> **The task**: From the first line of the records below through the line with "box: [338, 235, 468, 299]", output each line exactly; skip the pictures.
※
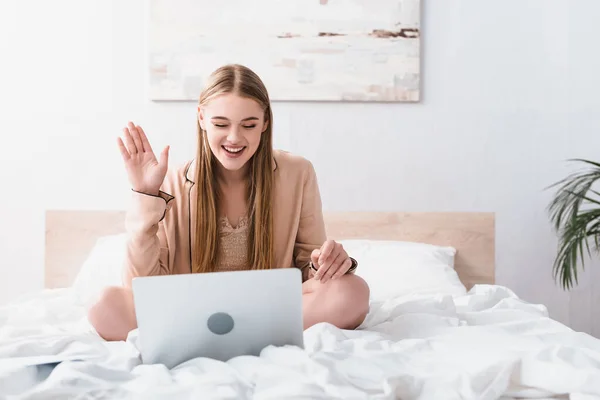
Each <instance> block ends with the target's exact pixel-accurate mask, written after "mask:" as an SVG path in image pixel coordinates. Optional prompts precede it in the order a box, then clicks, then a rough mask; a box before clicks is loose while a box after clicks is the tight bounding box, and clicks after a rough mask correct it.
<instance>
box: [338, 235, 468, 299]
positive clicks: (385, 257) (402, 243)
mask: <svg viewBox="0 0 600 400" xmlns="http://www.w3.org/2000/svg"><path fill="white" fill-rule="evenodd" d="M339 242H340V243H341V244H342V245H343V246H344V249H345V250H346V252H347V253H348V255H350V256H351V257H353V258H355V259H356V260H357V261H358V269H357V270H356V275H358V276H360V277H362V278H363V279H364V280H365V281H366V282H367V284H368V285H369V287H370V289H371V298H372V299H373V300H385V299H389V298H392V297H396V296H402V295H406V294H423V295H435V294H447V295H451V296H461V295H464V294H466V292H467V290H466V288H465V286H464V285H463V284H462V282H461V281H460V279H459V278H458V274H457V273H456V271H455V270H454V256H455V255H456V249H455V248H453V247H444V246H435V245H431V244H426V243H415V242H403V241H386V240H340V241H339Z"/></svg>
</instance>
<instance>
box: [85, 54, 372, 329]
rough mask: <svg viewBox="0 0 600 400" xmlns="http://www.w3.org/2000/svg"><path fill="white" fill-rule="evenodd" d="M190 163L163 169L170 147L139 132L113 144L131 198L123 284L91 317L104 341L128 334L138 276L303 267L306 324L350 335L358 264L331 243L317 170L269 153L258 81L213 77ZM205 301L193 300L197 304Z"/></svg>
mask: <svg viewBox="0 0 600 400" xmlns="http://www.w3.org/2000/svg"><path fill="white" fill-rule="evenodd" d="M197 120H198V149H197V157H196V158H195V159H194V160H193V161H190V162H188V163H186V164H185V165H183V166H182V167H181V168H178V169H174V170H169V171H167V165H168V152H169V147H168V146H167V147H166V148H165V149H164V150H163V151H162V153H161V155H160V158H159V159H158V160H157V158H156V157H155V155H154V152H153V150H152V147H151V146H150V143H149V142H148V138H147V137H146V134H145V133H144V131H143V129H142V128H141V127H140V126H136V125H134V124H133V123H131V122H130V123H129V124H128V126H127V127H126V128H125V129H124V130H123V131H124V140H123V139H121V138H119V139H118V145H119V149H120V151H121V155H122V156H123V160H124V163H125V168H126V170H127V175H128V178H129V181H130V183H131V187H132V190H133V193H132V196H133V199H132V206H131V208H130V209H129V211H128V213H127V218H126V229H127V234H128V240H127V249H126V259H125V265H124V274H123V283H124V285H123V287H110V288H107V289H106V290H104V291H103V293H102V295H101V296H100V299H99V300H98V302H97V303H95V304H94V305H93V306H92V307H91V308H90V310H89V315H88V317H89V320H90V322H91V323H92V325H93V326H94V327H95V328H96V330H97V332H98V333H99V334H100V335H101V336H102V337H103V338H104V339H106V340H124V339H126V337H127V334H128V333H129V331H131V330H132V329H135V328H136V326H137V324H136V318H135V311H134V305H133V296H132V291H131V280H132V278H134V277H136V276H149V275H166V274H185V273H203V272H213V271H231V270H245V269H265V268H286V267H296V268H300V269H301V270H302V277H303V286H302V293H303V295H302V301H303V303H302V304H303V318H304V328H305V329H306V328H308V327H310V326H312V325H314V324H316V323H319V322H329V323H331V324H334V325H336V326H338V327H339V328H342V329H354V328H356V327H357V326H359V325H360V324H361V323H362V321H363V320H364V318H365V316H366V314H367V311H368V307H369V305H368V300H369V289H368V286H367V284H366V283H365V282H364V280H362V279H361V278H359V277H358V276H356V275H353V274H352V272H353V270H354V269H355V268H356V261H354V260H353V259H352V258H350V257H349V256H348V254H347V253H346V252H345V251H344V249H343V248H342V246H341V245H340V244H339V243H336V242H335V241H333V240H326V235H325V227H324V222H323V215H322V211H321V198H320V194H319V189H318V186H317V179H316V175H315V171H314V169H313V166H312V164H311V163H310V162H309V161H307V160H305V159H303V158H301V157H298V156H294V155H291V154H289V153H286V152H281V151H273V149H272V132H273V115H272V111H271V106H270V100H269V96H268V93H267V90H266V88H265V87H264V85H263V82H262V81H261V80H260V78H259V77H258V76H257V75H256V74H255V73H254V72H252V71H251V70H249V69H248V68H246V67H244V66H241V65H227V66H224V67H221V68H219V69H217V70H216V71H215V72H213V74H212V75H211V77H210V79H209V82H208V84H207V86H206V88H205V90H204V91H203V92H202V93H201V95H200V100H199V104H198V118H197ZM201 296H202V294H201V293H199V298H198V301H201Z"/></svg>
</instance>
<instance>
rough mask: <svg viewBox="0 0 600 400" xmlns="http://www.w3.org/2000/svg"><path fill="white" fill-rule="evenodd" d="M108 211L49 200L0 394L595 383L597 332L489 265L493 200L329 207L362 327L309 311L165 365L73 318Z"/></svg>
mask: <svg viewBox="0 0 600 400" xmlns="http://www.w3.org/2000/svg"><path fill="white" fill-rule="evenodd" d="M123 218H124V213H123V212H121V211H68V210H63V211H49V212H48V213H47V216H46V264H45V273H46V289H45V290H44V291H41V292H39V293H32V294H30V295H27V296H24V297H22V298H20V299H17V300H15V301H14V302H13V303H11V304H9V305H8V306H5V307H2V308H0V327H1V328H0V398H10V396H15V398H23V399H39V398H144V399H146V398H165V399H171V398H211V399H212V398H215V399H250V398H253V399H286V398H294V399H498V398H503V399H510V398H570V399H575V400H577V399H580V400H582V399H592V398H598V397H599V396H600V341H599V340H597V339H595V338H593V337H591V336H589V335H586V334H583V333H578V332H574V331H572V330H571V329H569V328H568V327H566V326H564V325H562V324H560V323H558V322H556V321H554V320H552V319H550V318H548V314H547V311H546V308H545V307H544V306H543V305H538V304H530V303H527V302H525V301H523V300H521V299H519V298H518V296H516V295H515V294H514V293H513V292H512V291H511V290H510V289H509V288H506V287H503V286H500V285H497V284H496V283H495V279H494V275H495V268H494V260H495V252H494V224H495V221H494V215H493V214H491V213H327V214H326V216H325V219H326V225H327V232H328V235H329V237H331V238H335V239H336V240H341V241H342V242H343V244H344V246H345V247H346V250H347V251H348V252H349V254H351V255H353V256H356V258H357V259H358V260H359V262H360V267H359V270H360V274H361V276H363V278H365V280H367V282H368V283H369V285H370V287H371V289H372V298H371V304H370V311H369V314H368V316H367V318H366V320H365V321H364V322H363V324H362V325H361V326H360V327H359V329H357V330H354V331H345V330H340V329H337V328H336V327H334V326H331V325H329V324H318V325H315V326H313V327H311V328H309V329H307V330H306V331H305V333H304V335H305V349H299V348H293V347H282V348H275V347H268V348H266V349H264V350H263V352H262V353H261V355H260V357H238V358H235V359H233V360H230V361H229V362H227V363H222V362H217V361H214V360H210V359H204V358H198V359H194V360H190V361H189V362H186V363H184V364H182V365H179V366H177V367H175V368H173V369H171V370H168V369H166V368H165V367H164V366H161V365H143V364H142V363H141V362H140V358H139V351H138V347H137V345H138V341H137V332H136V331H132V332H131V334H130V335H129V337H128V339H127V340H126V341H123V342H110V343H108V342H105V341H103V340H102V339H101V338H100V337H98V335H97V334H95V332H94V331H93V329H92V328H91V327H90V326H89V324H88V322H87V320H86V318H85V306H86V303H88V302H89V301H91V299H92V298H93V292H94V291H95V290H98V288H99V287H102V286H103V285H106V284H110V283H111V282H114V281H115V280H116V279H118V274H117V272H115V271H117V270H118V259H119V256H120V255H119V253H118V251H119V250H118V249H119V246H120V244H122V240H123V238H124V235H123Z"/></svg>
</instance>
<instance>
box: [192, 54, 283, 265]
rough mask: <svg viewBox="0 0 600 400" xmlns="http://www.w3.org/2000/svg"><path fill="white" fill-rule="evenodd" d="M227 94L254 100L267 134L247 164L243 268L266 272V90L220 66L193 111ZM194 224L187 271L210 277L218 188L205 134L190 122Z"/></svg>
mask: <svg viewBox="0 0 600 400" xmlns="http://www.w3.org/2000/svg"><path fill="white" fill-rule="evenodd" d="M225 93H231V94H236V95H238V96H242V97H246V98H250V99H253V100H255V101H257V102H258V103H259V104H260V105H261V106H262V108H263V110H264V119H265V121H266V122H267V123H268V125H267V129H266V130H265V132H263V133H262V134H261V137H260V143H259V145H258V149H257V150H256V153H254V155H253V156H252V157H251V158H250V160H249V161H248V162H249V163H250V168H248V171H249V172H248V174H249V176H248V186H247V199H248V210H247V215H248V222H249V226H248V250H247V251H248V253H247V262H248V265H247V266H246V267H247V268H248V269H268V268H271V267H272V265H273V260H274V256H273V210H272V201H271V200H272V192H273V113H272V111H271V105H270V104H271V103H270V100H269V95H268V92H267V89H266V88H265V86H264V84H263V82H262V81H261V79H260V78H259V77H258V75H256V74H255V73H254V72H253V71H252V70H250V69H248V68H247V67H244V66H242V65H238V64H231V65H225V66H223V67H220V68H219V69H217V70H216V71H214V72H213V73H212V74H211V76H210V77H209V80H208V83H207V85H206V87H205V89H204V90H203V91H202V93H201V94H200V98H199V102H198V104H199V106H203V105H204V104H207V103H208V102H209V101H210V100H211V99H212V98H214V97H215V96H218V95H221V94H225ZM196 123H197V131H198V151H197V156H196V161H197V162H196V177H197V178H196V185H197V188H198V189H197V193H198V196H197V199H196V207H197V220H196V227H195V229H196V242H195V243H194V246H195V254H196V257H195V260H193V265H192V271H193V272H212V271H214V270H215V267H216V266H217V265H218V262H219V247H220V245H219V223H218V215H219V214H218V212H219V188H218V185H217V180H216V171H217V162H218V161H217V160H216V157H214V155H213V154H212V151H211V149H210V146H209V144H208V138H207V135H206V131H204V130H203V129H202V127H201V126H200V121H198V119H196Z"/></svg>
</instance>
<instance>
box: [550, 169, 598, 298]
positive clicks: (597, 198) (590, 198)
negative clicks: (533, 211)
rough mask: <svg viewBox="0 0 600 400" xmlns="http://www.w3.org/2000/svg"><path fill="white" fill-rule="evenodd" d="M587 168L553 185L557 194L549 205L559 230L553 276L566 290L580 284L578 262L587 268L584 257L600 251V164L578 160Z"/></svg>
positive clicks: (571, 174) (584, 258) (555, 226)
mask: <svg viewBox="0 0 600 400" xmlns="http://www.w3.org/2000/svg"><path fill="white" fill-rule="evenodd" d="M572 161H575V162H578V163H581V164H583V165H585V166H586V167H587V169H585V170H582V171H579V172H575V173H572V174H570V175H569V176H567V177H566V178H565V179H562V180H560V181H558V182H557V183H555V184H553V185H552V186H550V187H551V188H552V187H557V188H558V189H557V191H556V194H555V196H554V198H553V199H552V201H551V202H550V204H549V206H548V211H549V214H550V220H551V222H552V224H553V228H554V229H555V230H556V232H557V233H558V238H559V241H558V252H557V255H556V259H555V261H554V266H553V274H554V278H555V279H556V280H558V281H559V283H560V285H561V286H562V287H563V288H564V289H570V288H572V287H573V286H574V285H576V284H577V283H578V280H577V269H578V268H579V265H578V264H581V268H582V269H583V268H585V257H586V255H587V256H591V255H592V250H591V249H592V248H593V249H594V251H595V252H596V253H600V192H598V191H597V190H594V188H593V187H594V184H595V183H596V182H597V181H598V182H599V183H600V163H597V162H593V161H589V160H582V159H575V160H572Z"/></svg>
※
> **Output for this exercise**:
Each <instance> block ends with the target's exact pixel-accurate mask, written after "mask:" as an SVG path in image pixel coordinates. Optional prompts precede it in the order a box, then clicks, then a rough mask; a box before clicks is loose while a box after clicks is the tight bounding box, and clicks after a rough mask correct it.
<instance>
box: [338, 235, 468, 299]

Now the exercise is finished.